In an interview published Wednesday by the Omaha World-Herald, Kerrey said he initially believed his squad was attacking a Viet Cong district meeting.
Kerrey, who lost the lower part of his right leg in a grenade explosion just 17 days after the Feb. 25, 1969, mission, received a Bronze Star "for heroic achievement" for his actions, which led to the deaths of 21 people.
"We entered two hours after sunset on a dark and moonless night," Kerry said in a telephone interview from New York, where he serves as president of New School University. "It was the most risky mission I had led in my short time in the country. My greatest fear was that some mistake on my part would end in the death of my men.
"When we received fire, we returned fire. But when the fire stopped, we found that we had killed only women, children and older men. It was not a military victory. It was a tragedy, and I had ordered it.
"Though it could be justified militarily, I could never make my own peace with what happened that night. I have been haunted by it for 32 years."
Kerrey, who was a 25-year-old lieutenant at the time and had been in Vietnam only a month, said he was talking about the attack now because a former member of his elite Navy SEAL squad, Gerhard Klann, was telling a different version of the story. According to Klann, Kerrey's squad rounded up civilians and shot them because they did not feel they could retreat safely otherwise.
Another member of the squad told the World-Herald he backed Kerrey's version of events.
"Bob's account is absolutely accurate," said Mike Ambrose of Houston, the top enlisted man in the seven-man squad.
"We had a bad night. The rest of the action was unfortunate."
The Bronze Star citation tells yet another version. It credits Kerrey's squad with killing 14 Viet Cong, destroying two huts and capturing enemy weapons in Thanh Phong, a peasant hamlet in the Mekong Delta. Then as the squad waited to be evacuated, the citation says, it came under attack again and killed seven more Viet Cong.
Kerrey, a Medal of Honor winner, said he did not help prepare the citation and makes no mention of the Bronze Star in his official biographies for the New School University, the U.S. Senate or the Nebraska Blue Book.

*RECORD SET*.
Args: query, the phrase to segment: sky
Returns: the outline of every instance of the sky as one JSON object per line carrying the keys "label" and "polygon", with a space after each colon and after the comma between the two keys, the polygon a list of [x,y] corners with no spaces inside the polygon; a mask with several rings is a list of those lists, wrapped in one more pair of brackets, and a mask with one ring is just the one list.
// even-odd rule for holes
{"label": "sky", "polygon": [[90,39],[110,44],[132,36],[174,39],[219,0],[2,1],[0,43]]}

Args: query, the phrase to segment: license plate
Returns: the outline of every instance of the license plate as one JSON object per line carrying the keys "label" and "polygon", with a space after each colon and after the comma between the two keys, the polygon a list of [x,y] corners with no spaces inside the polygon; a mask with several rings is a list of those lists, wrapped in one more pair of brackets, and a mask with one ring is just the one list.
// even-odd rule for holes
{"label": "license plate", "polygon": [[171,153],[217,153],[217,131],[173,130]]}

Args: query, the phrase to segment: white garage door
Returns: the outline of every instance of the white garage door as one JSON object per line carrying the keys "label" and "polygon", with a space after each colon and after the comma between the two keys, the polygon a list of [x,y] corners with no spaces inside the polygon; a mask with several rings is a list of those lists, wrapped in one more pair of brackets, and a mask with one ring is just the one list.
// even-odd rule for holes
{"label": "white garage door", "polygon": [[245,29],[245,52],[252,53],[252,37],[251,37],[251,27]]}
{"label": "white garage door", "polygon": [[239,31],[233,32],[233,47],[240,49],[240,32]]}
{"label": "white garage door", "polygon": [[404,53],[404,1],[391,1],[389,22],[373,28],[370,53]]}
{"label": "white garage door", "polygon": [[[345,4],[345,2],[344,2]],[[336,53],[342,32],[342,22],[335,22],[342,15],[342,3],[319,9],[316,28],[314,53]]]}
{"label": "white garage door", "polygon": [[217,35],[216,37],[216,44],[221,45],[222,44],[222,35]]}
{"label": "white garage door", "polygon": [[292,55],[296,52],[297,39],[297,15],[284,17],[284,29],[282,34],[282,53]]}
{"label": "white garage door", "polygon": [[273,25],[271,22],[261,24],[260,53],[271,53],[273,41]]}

*EXERCISE AIM*. According to the article about Kerrey, how many days after the mission did he lose the lower part of his right leg? These records have nothing to do with the article about Kerrey.

*ANSWER FOR THIS EXERCISE*. 17 days.